▸ WORK TO BE COMPLETED
From the blog comment below, transcribe word for word the passage that opens with the words "Would it also" and closes with "NOT an exception.".

▸ TEXT SHOWN
[Start of Attachment]
Why do you think you choose to believe about us what you do? What do you think it is that lies behind the motive to choose something.
--
Theresa: “if you would kill a person that harmed your child why can't you justify torturing someone to retrieve the location of someone else's child ?”

No offense intended, but that’s revoltingly simplistic. That question leads to more questions than answers. Not that I’m condoning anything, but acting on knowledge is one thing, as for the rest, you must know how many mistakes are made at the accusational level.

To turn it around, If you’re ok with “torturing someone to retrieve the location of someone else's child”, are you also willing to live with finding out you tortured the wrong person and all of the consequences (potentially fatal for the child) of getting and pursuing the wrong information because of it?

Would it also be acceptable to you to be found at the wrong time at the wrong place with the right description and be tortured with no hard feelings after being sentenced to life in prison, or worse?

November 02, 2013 11:21 PM  
Blogger Unknown said...

Part 2, conclusion

Theresa: "right on topic for this blog."

It’s not. You have a sexual orientation too, so this applied to you just as much as it did to anyone else on Earth -- this blog is NOT an exception.

I’m open to correction, but as I see it, you brought this effluvial stank in here because you want to believe that homosexuality is, in it’s entirety, about sex, and not at all about being the opposite of heterosexuality -- but a perversion of it.

And that is where the hatred and bigotry lie. Arbitrarily believing homosexuality is sinful is not necessarily hateful, some of those people believe that missing mass on Sunday is a sin, as though God requires a physical location from whence you worship and prayer should originate.

Homer Simpson as a missionary after building a stone-hut type church for the natives on a tropical island: "I may not know that much about God, but I have to say we built an awfully nice cage for him."

The mere appreciation of the beauty in nature is a form of worship. Recognizing the amazing beauty of the symmetrical intricacies of a snowflake, or ‘Jack Frost’ on your windows is a form of worship, and it’s pure because it’s involuntary and automatic. It may only last a split second, but moments like that are soul deep, and soul deep moments linger and make impressions. No building or preacher can evoke such a lush distillery of adoration.

But I digress. This is about thinking something is bad, wrong and evil versus WANTING to think something is bad, wrong and evil, and I think you think this is "right on topic for this blog" because you want to see anyone who is LGBT cast in the same light as child predators so you can justify continuing to hate, and spread hate for all things gay.

None of which even hints at how personally insulting it is to me and every other lover of Teaching The Facts here. Point being, it seems to me that you were looking to draw blood. This APA “pedophilia is an orientation” kerfuffle just gave you another excuse to express you disdain and disgust under the guise of legitimacy.
[End of Attachment]
▸ EXCERPTED RECORDS
[Start of Attachment]
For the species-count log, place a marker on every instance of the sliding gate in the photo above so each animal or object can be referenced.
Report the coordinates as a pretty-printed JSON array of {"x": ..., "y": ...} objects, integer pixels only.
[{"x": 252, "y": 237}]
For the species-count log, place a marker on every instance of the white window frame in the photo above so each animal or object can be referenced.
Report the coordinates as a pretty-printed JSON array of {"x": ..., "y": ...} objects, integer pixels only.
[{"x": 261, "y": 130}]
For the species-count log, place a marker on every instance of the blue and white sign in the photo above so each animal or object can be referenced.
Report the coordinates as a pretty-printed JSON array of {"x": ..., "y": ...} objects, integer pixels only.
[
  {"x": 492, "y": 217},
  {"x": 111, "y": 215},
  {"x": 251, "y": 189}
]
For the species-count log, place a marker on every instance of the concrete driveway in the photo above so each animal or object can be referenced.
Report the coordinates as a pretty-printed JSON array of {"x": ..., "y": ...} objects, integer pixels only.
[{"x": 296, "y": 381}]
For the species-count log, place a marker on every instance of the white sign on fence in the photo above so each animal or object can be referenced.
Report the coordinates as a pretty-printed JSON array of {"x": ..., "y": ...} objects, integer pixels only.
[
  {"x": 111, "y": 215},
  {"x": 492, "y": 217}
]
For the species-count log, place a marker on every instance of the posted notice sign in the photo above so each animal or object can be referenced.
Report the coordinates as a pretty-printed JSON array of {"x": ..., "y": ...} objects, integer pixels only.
[End of Attachment]
▸ REPLY TO THE EXERCISE
Would it also be acceptable to you to be found at the wrong time at the wrong place with the right description and be tortured with no hard feelings after being sentenced to life in prison, or worse?

November 02, 2013 11:21 PM  
Blogger Unknown said...

Part 2, conclusion

Theresa: "right on topic for this blog."

It’s not. You have a sexual orientation too, so this applied to you just as much as it did to anyone else on Earth -- this blog is NOT an exception.